» **Set exercise**
Shift every bounding-box coordinate up by 131 in the records starting at the line that contains "spot the lips?" and ending at the line that contains "[180,73,194,100]", then write out all of those lines, including the unchanged wording lines.
::::::
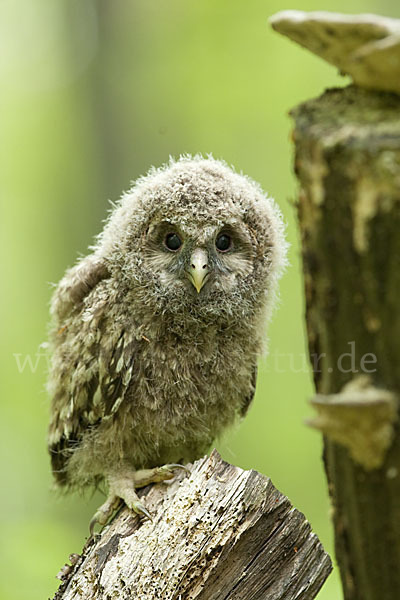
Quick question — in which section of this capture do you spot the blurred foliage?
[0,0,400,600]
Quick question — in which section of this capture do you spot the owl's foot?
[89,464,190,537]
[89,494,122,537]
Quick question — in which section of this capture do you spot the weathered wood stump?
[272,11,400,600]
[55,451,332,600]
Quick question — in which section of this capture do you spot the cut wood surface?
[292,86,400,600]
[54,450,332,600]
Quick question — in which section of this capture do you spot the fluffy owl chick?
[48,156,286,525]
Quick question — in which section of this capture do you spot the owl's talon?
[129,502,153,522]
[159,463,190,475]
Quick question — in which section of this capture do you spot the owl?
[48,156,286,531]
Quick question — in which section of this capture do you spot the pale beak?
[188,248,210,293]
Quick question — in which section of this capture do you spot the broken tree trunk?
[54,451,331,600]
[292,86,400,600]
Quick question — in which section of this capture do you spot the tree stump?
[54,450,332,600]
[292,86,400,600]
[272,11,400,600]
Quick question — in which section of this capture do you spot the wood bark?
[54,451,331,600]
[292,86,400,600]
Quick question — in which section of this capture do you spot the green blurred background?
[0,0,400,600]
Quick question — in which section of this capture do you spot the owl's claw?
[133,502,153,521]
[89,463,190,537]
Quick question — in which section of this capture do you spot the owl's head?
[96,156,286,320]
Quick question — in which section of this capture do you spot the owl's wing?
[48,256,137,484]
[240,365,257,417]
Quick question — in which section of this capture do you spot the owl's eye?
[215,233,232,252]
[164,233,182,252]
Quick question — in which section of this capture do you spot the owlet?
[48,156,286,528]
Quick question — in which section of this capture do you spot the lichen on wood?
[55,451,332,600]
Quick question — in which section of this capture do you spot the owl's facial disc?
[187,248,210,294]
[145,221,254,304]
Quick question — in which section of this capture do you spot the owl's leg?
[89,464,188,536]
[134,463,190,488]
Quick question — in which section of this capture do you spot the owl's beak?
[188,248,210,293]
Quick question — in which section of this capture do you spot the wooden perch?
[54,450,332,600]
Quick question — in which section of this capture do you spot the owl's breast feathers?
[49,257,258,485]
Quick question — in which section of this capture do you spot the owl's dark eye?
[215,233,232,252]
[164,233,182,252]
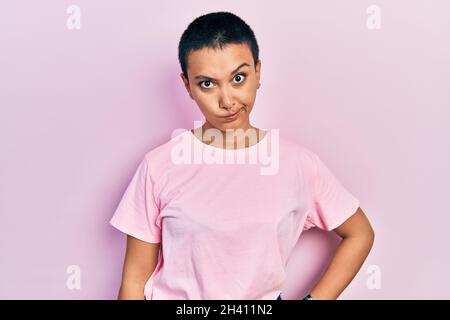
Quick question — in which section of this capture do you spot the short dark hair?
[178,11,259,79]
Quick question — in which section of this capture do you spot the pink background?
[0,0,450,299]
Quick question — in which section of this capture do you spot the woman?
[111,12,374,300]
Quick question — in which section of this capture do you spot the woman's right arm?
[118,235,160,300]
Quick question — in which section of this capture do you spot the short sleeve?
[110,157,161,243]
[303,152,360,231]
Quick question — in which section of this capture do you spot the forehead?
[187,43,253,77]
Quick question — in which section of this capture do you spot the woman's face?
[181,44,261,132]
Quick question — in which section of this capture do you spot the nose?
[219,88,235,110]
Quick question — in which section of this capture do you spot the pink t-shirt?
[110,130,359,300]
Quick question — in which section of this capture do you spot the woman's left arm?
[310,207,375,300]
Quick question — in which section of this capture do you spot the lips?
[221,109,242,119]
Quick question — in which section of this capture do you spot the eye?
[233,73,246,83]
[199,80,212,89]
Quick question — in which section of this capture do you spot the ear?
[255,60,261,88]
[180,73,194,100]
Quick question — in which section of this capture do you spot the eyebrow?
[194,62,250,80]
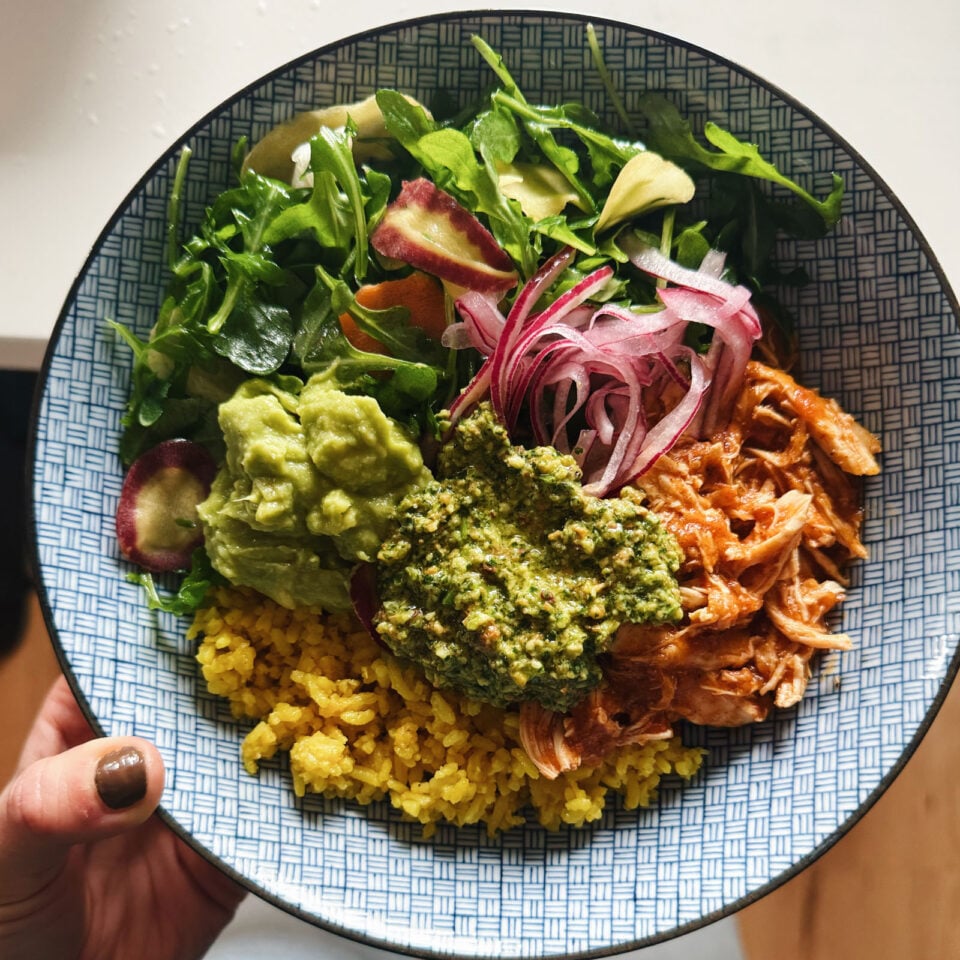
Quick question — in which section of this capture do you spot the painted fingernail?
::::::
» **Solution to this problem**
Quick question — in which section of this capture do you spot the lips?
[352,240,373,250]
Quick question — in which section of this capture do you spot the eye?
[364,204,377,214]
[330,211,343,220]
Quick question — in which section of this capture do you spot the ear?
[386,191,392,219]
[311,204,325,231]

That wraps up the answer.